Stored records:

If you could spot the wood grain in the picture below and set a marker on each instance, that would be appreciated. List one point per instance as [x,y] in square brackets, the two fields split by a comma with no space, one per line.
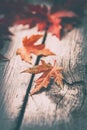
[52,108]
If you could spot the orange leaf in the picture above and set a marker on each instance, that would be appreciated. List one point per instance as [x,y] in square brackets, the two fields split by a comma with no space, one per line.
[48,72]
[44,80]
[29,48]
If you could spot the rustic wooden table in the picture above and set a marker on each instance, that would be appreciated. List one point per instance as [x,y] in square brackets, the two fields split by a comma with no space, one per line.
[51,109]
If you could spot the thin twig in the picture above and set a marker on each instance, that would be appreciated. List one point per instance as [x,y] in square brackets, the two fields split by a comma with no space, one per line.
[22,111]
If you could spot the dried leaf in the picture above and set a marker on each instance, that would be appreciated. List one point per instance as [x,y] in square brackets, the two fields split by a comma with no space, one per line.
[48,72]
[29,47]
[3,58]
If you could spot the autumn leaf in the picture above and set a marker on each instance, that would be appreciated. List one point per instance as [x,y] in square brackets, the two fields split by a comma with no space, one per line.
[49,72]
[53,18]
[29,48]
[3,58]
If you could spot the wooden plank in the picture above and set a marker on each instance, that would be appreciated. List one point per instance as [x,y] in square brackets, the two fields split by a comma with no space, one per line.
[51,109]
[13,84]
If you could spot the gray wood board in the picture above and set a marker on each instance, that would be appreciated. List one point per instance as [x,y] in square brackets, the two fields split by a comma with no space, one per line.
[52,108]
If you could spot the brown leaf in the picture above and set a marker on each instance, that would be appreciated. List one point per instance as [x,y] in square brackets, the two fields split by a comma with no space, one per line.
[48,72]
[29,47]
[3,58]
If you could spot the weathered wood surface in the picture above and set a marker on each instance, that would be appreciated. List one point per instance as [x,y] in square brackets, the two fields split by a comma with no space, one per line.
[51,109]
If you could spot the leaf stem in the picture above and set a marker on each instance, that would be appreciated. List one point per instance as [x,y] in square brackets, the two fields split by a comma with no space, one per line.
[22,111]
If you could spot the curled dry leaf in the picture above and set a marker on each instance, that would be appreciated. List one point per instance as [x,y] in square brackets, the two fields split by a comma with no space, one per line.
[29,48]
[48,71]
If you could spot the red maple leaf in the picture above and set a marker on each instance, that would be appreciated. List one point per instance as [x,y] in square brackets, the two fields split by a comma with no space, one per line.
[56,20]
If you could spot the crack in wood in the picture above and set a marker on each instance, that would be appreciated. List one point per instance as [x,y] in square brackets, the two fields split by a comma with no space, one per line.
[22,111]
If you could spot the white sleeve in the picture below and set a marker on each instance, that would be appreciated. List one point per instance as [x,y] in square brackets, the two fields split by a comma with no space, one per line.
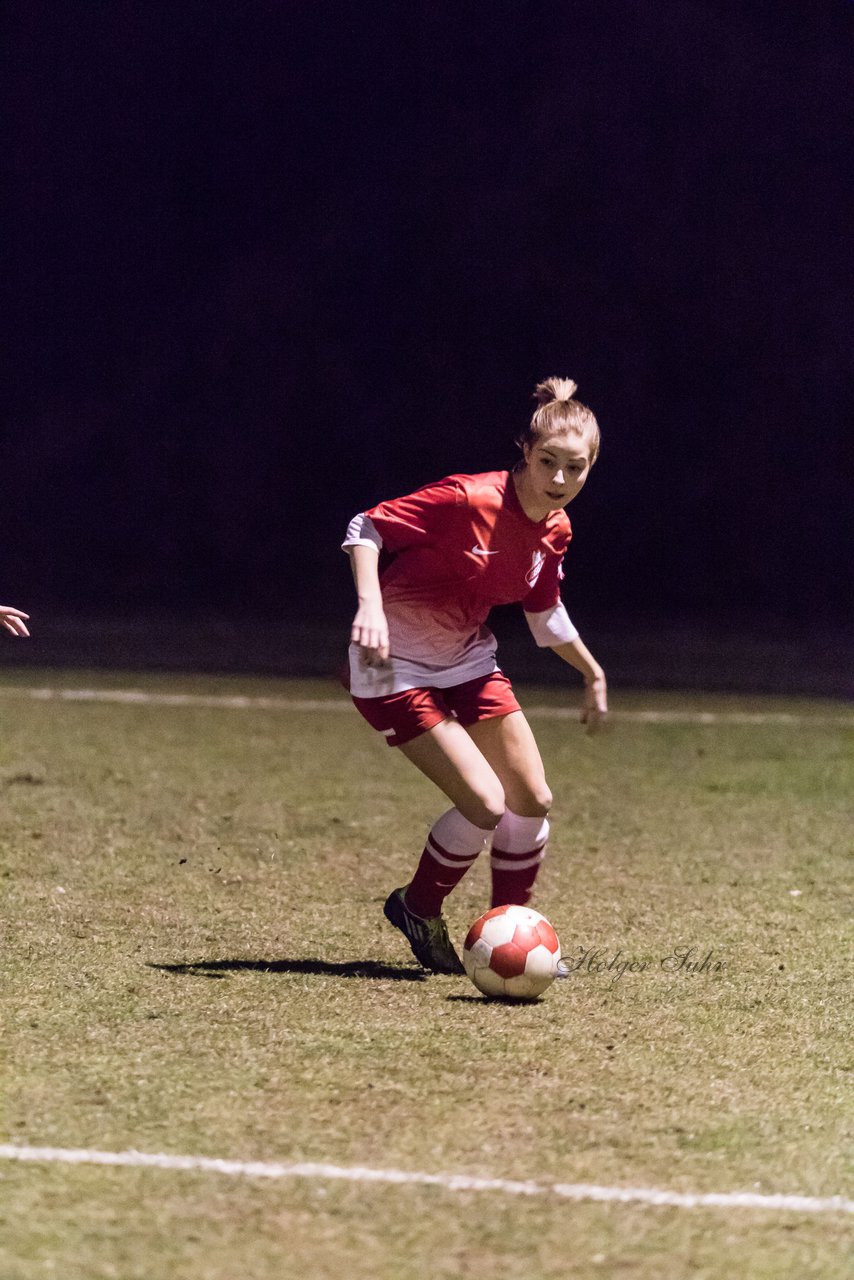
...
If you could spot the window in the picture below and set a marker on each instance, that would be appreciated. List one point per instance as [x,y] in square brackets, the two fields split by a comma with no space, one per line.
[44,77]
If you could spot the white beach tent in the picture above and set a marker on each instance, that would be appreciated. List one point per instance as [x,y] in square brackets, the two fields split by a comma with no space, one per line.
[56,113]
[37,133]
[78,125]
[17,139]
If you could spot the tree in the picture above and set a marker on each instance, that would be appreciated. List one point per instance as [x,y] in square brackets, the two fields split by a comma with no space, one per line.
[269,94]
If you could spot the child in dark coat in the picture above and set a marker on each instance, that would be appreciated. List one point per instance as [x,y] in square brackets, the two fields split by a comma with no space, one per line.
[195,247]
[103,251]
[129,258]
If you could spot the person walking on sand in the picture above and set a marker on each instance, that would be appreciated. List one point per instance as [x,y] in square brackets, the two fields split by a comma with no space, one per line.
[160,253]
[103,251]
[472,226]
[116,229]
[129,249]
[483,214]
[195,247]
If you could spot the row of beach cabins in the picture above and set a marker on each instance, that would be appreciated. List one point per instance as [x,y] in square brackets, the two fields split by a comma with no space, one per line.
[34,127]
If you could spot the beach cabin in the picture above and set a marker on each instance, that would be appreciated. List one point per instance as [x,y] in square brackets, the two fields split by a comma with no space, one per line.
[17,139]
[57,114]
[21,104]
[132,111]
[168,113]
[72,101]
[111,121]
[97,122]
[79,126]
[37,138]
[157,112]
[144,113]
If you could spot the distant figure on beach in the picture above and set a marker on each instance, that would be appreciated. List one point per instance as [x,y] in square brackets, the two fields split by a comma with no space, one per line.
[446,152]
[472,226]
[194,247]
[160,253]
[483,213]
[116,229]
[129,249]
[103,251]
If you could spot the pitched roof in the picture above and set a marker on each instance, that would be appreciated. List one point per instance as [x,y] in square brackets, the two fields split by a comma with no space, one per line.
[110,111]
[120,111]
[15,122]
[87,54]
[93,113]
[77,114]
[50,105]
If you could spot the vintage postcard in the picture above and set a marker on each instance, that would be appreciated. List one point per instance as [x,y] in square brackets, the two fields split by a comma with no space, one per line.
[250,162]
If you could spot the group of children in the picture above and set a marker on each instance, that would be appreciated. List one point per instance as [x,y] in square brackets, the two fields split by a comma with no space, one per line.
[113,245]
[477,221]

Work required.
After locating the line holding "If you could spot the weathered" above, output exactly that line and every line after it through the line holding "If you could spot the white sleeve". Include nothing else.

Answer area.
If you could spot the weathered wood surface in the picture above and set a marker on each instance, that would be appreciated. List one point per instance as [x,y] in square brackets, the two fields split by a comma with no space, one per line.
[51,109]
If you could spot the leaf stem in the picture above and set a marker on each instance, that would be appreciated. List one point per instance as [x,y] in square brackets, the two fields split by a comma with no space, one per line.
[22,111]
If you could spot the curled dry leaf in the picture above and set a marker on each instance, that would be appreciated. List one point per instance as [x,y] in square brackets, the two fields split by a comma with no space, one per line.
[29,48]
[48,71]
If you could spot the red maple leaf in the picture above and set a marker on each instance, that would be appreciated. List one point per instance as [x,y] in square brackets, the two fields split by a comma with no space, one per line.
[56,20]
If you could spot the crack in wood in the picture above and set a marker on each instance, that would be appreciated. List one point per instance as [x,y] in square brackets, the two fields split by a comma with no space, one per line.
[22,111]
If you could spot the white sleeve in the picture below and set a marker on each instance, that would be appreciated. List one point per instance as [x,y] in square brackets, the two fields split by a comma with no space, one per line.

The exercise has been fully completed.